• **Text block**:
Notice that by $\mod 7$ we have $$6!\equiv -1 (\mod 7)$$ $$5!1!\equiv 1 (\mod 7)$$ $$4!2!\equiv -1 (\mod 7)$$ $$3!3!\equiv 1 (\mod 7).$$
Calculate $10!, 9!1!, 8!2!, 7!3!, 6!4!, 5!5!$ by $\mod11.$
Then, based on consideration of the foregoing, perform the appropriate theorem and prove it.
I've calculate $$10!\equiv -1 (\mod 11)$$ $$9!1!\equiv 1 (\mod 11)$$ $$8!2!\equiv -1 (\mod 11)$$ $$7!3!\equiv 1 (\mod 11)$$ $$6!4!\equiv -1 (\mod 11)$$ $$5!5!\equiv 1 (\mod 11).$$ I know Wilson's theorem $$(p-1)!\equiv -1 (\mod p)$$ and Leibniz theorem $$(p-2)!\equiv 1 (\mod p),$$ and I assume that $-1$ is for odd numbers $n$ and $1$ is for even numbers $n$ of the equation $$(p-n)!(n-1)!\equiv \pm 1 (\mod p), $$ for $n \geq 1$, but still can not prove it or find a theorem for this.
Do anyone know the theorem for this? Or can anyone help me to perform the appropriate theorem and prove it?

• **Required work**: Write the next part of the forum post on factorial congruences modulo a prime, starting right after its final sentence.

• **Listed entries**:
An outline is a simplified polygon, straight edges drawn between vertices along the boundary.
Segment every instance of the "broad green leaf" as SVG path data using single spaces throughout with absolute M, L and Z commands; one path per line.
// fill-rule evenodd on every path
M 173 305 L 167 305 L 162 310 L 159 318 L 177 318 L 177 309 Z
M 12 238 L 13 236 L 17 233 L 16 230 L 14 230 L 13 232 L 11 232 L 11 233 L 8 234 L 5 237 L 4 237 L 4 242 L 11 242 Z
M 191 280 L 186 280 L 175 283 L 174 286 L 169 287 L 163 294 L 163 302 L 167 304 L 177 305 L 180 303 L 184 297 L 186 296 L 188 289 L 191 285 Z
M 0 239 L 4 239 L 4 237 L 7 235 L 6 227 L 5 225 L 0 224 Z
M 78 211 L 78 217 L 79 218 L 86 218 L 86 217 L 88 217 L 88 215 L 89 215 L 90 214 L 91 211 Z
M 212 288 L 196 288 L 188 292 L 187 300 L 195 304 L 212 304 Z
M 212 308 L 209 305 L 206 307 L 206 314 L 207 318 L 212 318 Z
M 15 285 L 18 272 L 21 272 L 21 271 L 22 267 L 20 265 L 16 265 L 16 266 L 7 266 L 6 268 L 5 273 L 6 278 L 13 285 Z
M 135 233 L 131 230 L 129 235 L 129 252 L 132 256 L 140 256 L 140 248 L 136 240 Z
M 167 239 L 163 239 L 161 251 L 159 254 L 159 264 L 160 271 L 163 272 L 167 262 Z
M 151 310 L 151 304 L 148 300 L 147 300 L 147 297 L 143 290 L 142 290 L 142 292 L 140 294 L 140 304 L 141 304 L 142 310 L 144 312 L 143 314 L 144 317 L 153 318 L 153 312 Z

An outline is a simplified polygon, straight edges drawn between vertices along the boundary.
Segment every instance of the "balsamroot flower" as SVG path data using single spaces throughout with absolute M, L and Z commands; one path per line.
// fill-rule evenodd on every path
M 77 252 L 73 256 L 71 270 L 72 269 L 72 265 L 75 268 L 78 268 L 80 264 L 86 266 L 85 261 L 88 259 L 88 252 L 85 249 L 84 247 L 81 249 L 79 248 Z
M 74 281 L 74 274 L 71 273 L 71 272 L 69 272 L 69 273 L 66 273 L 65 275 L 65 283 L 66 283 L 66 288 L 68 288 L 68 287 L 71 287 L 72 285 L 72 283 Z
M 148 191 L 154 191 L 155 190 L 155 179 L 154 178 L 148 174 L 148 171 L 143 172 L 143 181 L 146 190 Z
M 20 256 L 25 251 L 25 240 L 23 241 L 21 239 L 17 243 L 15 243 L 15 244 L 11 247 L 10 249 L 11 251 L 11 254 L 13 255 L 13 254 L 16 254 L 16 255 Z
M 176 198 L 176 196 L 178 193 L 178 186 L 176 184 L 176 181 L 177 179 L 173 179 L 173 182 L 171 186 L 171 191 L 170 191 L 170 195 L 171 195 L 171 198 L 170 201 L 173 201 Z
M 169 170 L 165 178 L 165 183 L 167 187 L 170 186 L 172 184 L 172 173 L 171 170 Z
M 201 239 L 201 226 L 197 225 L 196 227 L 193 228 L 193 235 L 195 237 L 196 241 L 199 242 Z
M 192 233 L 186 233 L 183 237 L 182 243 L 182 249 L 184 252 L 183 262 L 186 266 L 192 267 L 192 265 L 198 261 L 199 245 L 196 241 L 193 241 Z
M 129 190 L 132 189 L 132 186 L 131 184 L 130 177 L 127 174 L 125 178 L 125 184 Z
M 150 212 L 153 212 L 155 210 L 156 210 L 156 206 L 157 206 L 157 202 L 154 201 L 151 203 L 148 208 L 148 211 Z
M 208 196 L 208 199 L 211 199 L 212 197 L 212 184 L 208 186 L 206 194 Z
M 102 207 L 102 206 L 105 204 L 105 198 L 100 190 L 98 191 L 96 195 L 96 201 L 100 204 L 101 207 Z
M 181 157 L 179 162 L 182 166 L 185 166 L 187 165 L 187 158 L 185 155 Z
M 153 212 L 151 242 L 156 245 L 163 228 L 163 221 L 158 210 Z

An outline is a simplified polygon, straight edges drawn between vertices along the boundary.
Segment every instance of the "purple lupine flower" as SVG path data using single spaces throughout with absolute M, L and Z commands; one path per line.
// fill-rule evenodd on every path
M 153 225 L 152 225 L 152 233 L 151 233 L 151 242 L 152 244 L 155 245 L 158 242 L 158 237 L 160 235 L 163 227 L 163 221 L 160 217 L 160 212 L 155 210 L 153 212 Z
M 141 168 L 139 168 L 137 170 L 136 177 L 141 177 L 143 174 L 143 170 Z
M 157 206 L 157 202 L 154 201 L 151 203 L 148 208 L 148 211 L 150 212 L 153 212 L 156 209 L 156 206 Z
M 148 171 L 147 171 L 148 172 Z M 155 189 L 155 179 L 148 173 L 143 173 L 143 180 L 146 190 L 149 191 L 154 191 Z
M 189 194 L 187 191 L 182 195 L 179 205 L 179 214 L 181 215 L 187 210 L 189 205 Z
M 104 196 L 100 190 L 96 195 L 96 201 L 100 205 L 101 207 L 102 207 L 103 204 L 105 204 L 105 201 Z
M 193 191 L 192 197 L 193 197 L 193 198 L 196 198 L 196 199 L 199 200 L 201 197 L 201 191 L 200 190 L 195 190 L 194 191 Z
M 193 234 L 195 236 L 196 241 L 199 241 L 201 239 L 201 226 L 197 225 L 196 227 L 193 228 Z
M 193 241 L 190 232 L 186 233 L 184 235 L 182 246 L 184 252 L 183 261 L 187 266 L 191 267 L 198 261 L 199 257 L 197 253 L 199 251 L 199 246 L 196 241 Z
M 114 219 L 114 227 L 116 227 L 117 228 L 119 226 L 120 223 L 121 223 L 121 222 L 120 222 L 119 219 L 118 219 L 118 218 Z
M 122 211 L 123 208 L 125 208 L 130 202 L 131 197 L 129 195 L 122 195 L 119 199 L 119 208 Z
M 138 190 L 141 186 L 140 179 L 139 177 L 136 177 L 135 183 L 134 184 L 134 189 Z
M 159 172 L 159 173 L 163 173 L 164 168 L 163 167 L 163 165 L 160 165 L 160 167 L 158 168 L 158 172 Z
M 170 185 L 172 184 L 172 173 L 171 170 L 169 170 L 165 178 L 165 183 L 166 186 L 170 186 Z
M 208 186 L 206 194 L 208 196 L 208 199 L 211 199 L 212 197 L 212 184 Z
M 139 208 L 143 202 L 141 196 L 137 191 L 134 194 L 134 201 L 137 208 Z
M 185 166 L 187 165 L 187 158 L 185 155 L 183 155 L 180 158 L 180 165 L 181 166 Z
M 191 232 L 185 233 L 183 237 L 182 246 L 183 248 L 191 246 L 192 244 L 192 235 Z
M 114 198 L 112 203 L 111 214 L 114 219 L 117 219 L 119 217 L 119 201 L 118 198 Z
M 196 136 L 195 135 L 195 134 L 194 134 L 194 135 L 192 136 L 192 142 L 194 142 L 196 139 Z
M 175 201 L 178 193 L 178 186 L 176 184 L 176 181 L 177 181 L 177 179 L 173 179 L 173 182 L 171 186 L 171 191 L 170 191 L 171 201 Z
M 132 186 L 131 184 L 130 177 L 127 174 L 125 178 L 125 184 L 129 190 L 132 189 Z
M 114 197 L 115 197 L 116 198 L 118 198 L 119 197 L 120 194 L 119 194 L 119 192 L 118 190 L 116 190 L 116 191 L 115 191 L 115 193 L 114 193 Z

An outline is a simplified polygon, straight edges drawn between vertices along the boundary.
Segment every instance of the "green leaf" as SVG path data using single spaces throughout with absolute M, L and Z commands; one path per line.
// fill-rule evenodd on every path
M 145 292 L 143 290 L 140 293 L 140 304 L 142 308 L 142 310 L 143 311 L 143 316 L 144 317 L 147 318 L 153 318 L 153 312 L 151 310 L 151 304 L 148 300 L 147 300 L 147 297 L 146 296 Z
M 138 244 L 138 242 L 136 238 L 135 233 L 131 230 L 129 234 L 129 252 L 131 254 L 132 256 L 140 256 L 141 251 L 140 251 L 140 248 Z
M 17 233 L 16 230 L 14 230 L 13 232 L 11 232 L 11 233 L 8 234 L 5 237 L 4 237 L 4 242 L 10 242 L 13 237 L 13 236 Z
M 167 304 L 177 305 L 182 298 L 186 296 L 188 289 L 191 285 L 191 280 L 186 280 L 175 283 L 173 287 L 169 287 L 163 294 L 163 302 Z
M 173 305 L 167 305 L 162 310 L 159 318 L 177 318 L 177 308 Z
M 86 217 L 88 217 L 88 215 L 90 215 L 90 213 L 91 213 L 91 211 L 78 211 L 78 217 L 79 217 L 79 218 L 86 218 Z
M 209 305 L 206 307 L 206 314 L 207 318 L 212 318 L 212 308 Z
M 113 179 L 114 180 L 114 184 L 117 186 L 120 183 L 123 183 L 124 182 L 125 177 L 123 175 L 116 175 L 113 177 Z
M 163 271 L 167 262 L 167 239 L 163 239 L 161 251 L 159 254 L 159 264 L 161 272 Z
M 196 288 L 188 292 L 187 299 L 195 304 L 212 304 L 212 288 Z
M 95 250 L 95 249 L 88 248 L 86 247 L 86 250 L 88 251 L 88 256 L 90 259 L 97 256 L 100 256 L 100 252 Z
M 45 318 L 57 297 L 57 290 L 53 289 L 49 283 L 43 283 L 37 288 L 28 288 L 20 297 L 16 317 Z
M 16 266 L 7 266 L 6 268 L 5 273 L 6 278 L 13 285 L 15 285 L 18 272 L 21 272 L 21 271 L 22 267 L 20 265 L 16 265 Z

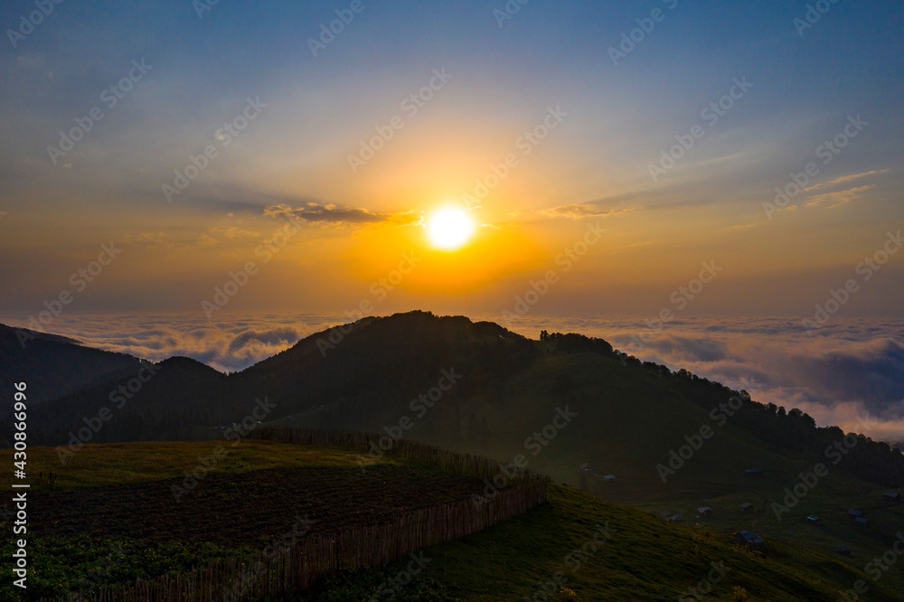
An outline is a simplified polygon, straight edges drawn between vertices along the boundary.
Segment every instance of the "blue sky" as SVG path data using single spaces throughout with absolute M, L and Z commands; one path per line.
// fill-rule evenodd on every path
M 7 213 L 0 277 L 14 286 L 0 303 L 40 306 L 99 244 L 117 240 L 140 252 L 89 291 L 86 308 L 128 309 L 149 294 L 162 306 L 194 307 L 276 227 L 266 207 L 336 205 L 392 223 L 417 217 L 471 189 L 557 106 L 568 112 L 561 127 L 476 216 L 485 231 L 522 240 L 488 249 L 517 249 L 530 260 L 459 275 L 466 299 L 412 282 L 400 305 L 504 306 L 579 234 L 579 220 L 562 217 L 571 215 L 607 221 L 611 240 L 584 263 L 580 278 L 548 299 L 550 311 L 588 311 L 613 287 L 604 310 L 655 310 L 700 260 L 720 256 L 735 267 L 726 278 L 732 286 L 696 309 L 767 306 L 805 315 L 904 221 L 899 3 L 826 2 L 829 10 L 800 35 L 795 19 L 806 18 L 805 2 L 532 0 L 502 27 L 494 14 L 504 10 L 502 1 L 363 2 L 314 57 L 309 39 L 351 4 L 220 0 L 199 16 L 188 0 L 68 0 L 15 48 L 7 33 L 0 43 L 0 211 Z M 5 3 L 0 24 L 17 29 L 34 10 L 33 2 Z M 609 49 L 654 11 L 659 22 L 613 64 Z M 142 60 L 152 66 L 147 74 L 105 107 L 100 92 Z M 352 173 L 347 157 L 360 141 L 444 68 L 454 75 L 448 84 Z M 650 164 L 676 136 L 705 124 L 701 111 L 736 79 L 752 87 L 654 181 Z M 216 130 L 247 99 L 267 105 L 259 118 L 167 202 L 162 184 L 218 144 Z M 103 118 L 54 165 L 48 146 L 95 107 Z M 858 115 L 869 125 L 819 165 L 808 183 L 819 187 L 767 215 L 774 189 L 817 161 L 817 147 Z M 316 285 L 297 286 L 281 308 L 353 303 L 389 265 L 372 257 L 372 246 L 391 245 L 391 237 L 373 230 L 341 216 L 312 223 L 239 305 L 269 306 L 293 273 Z M 410 237 L 402 238 L 392 244 L 401 249 Z M 466 262 L 461 269 L 475 271 Z M 849 309 L 899 315 L 890 299 L 901 275 L 899 256 Z M 769 301 L 778 289 L 786 304 Z

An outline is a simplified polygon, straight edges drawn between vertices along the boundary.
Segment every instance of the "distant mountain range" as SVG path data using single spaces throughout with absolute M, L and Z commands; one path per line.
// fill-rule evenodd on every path
M 532 341 L 428 312 L 317 333 L 229 375 L 188 358 L 153 364 L 25 332 L 23 345 L 21 331 L 0 325 L 0 387 L 28 383 L 32 445 L 209 438 L 260 420 L 403 435 L 501 460 L 522 455 L 532 469 L 589 489 L 616 475 L 609 491 L 630 501 L 712 471 L 743 479 L 763 467 L 793 483 L 798 469 L 833 458 L 827 448 L 845 435 L 602 339 L 544 332 Z M 11 432 L 0 424 L 5 447 Z M 899 451 L 848 441 L 841 469 L 904 484 Z

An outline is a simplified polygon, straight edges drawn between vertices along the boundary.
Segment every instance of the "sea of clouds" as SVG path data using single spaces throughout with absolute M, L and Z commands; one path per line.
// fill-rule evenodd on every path
M 228 319 L 226 319 L 228 317 Z M 820 425 L 837 424 L 876 439 L 904 441 L 904 322 L 833 318 L 819 331 L 780 318 L 682 318 L 666 324 L 644 317 L 472 315 L 539 338 L 576 332 L 673 370 L 685 368 L 755 400 L 800 408 Z M 158 362 L 193 358 L 221 372 L 237 372 L 345 322 L 339 314 L 236 314 L 209 321 L 196 314 L 69 314 L 46 332 L 84 344 Z M 24 315 L 0 323 L 25 326 Z M 867 420 L 869 420 L 867 422 Z

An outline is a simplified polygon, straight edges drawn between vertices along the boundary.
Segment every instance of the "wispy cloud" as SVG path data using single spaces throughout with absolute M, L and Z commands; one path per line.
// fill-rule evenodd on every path
M 287 204 L 269 205 L 264 208 L 264 215 L 268 217 L 287 217 L 304 220 L 313 223 L 325 224 L 371 224 L 398 221 L 395 213 L 373 213 L 366 209 L 336 204 L 307 202 L 293 209 Z
M 617 213 L 625 213 L 630 209 L 602 208 L 589 202 L 579 202 L 570 205 L 560 205 L 546 209 L 542 212 L 551 217 L 563 217 L 570 220 L 583 220 L 589 217 L 607 217 Z
M 823 182 L 818 184 L 814 184 L 813 186 L 808 186 L 807 188 L 805 188 L 801 192 L 806 194 L 820 190 L 828 190 L 830 188 L 834 188 L 839 184 L 846 184 L 855 180 L 860 180 L 861 178 L 869 177 L 871 175 L 878 175 L 879 174 L 888 174 L 890 171 L 891 171 L 890 169 L 874 169 L 871 172 L 862 172 L 861 174 L 852 174 L 851 175 L 843 175 L 830 182 Z
M 819 194 L 818 196 L 815 196 L 805 202 L 804 206 L 806 208 L 813 208 L 819 207 L 820 205 L 825 205 L 826 209 L 841 207 L 842 205 L 846 205 L 852 201 L 857 200 L 862 196 L 863 193 L 871 188 L 875 188 L 875 184 L 867 184 L 865 186 L 857 186 L 856 188 L 848 188 L 846 190 L 840 190 L 834 193 Z

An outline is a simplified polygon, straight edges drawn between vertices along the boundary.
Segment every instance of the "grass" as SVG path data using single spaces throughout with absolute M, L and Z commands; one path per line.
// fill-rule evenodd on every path
M 57 489 L 44 492 L 43 495 L 47 499 L 64 499 L 98 494 L 112 499 L 124 488 L 138 487 L 143 491 L 141 487 L 162 487 L 165 491 L 173 479 L 181 477 L 183 471 L 196 464 L 198 455 L 209 454 L 215 445 L 89 446 L 61 469 Z M 52 449 L 34 448 L 29 454 L 30 471 L 46 469 L 56 462 Z M 207 508 L 208 500 L 227 494 L 229 487 L 221 486 L 222 484 L 239 486 L 237 496 L 227 500 L 231 503 L 247 493 L 242 492 L 241 484 L 252 483 L 258 492 L 252 503 L 266 515 L 269 504 L 285 502 L 282 498 L 286 495 L 278 488 L 299 478 L 307 486 L 293 494 L 294 503 L 300 506 L 312 503 L 320 508 L 330 506 L 329 500 L 325 501 L 316 492 L 335 487 L 352 494 L 335 510 L 356 520 L 354 513 L 369 506 L 398 507 L 400 500 L 410 496 L 416 487 L 414 482 L 406 481 L 410 475 L 416 481 L 429 478 L 424 466 L 384 456 L 372 474 L 380 482 L 377 491 L 384 499 L 375 500 L 377 492 L 353 499 L 354 487 L 348 489 L 348 485 L 355 483 L 352 480 L 354 474 L 361 475 L 355 459 L 356 454 L 334 448 L 245 441 L 232 448 L 227 459 L 212 472 L 210 492 L 215 496 L 205 499 L 200 495 L 198 500 L 203 503 L 198 508 Z M 824 551 L 822 545 L 794 545 L 769 537 L 767 553 L 758 554 L 734 545 L 731 530 L 725 528 L 729 525 L 668 524 L 650 513 L 600 500 L 568 485 L 553 484 L 549 491 L 549 503 L 539 508 L 479 533 L 424 550 L 424 558 L 429 562 L 410 583 L 393 589 L 393 599 L 514 601 L 534 597 L 544 599 L 544 590 L 553 600 L 677 599 L 707 578 L 713 562 L 720 563 L 727 570 L 712 584 L 708 599 L 744 599 L 747 596 L 752 600 L 833 601 L 839 597 L 840 589 L 852 588 L 858 579 L 870 584 L 871 600 L 902 599 L 899 568 L 873 582 L 862 570 L 867 561 L 865 557 L 852 562 Z M 195 493 L 202 492 L 199 487 Z M 137 499 L 146 501 L 149 497 L 142 495 Z M 136 511 L 139 507 L 136 505 Z M 713 507 L 720 510 L 718 504 Z M 61 515 L 66 513 L 65 507 L 59 509 Z M 198 520 L 197 514 L 194 516 Z M 146 515 L 122 515 L 119 520 L 125 523 L 145 519 Z M 236 511 L 235 515 L 224 515 L 219 520 L 242 525 L 247 519 L 247 511 Z M 115 521 L 116 516 L 105 520 Z M 837 528 L 851 529 L 847 519 L 843 520 Z M 263 544 L 260 531 L 266 530 L 252 523 L 243 528 L 244 545 L 240 541 L 226 543 L 204 541 L 202 537 L 184 540 L 177 536 L 175 529 L 169 539 L 151 541 L 115 532 L 90 534 L 91 530 L 87 528 L 81 534 L 71 532 L 63 537 L 31 535 L 33 572 L 29 595 L 59 595 L 84 588 L 86 584 L 90 585 L 86 576 L 92 571 L 108 581 L 121 582 L 136 576 L 185 570 L 212 558 L 242 557 L 259 549 Z M 824 531 L 807 528 L 815 530 L 810 534 L 813 538 L 835 536 L 831 532 L 836 528 L 832 521 L 827 522 Z M 204 529 L 195 531 L 204 532 Z M 4 554 L 9 553 L 10 544 L 6 541 Z M 119 554 L 119 547 L 127 551 Z M 103 568 L 104 562 L 108 567 Z M 392 588 L 391 579 L 407 583 L 404 576 L 410 562 L 410 559 L 403 559 L 387 567 L 337 576 L 309 592 L 282 599 L 388 599 L 388 596 L 381 594 L 381 587 L 386 592 Z M 400 576 L 403 578 L 400 580 Z M 8 597 L 13 595 L 8 583 L 0 586 L 0 597 L 12 599 Z
M 579 561 L 579 550 L 598 532 L 597 525 L 614 531 L 611 539 Z M 744 599 L 743 591 L 751 600 L 833 602 L 839 589 L 860 578 L 871 584 L 869 599 L 901 599 L 893 583 L 873 583 L 831 555 L 772 540 L 767 546 L 765 555 L 758 554 L 731 543 L 730 531 L 666 524 L 572 487 L 551 485 L 549 503 L 425 550 L 428 568 L 410 590 L 403 588 L 393 599 L 513 602 L 546 599 L 541 595 L 546 591 L 551 600 L 678 599 L 707 578 L 712 562 L 727 571 L 706 599 Z M 406 564 L 403 560 L 358 571 L 283 599 L 368 599 Z M 561 577 L 553 586 L 557 573 Z

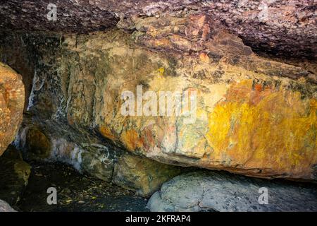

• **The response**:
Notice that, when we look at this $\mod p$, that we see \begin{align} (p-n)!(n-1)!&\equiv (p-n)!\cdot (n-1)\cdot (n-2)\cdot\cdots\cdot 2\cdot 1\\ &\equiv (-1)^{n-1}\cdot (p-n)!\cdot (-n+1)\cdot (-n+2)\cdot\cdots\cdot -2\cdot -1\\ &\equiv (-1)^{n-1}\cdot (p-n)!\cdot (p-n+1)\cdot (p-n+2)\cdot\cdots\cdot (p-2)\cdot (p-1)\\ &\equiv (-1)^{n-1}\cdot (p-1)!\\ &\equiv (-1)^{n-1}\cdot -1\\ &\equiv (-1)^n\mod p \end{align} Thus, as you noticed, $(p-n)!(n-1)!\equiv \pm 1\mod p$. Even more specific, $$(p-n)!(n-1)!\equiv (-1)^n\mod p$$ so that you know exactly when it is plus and when minus one.
Hope this helped!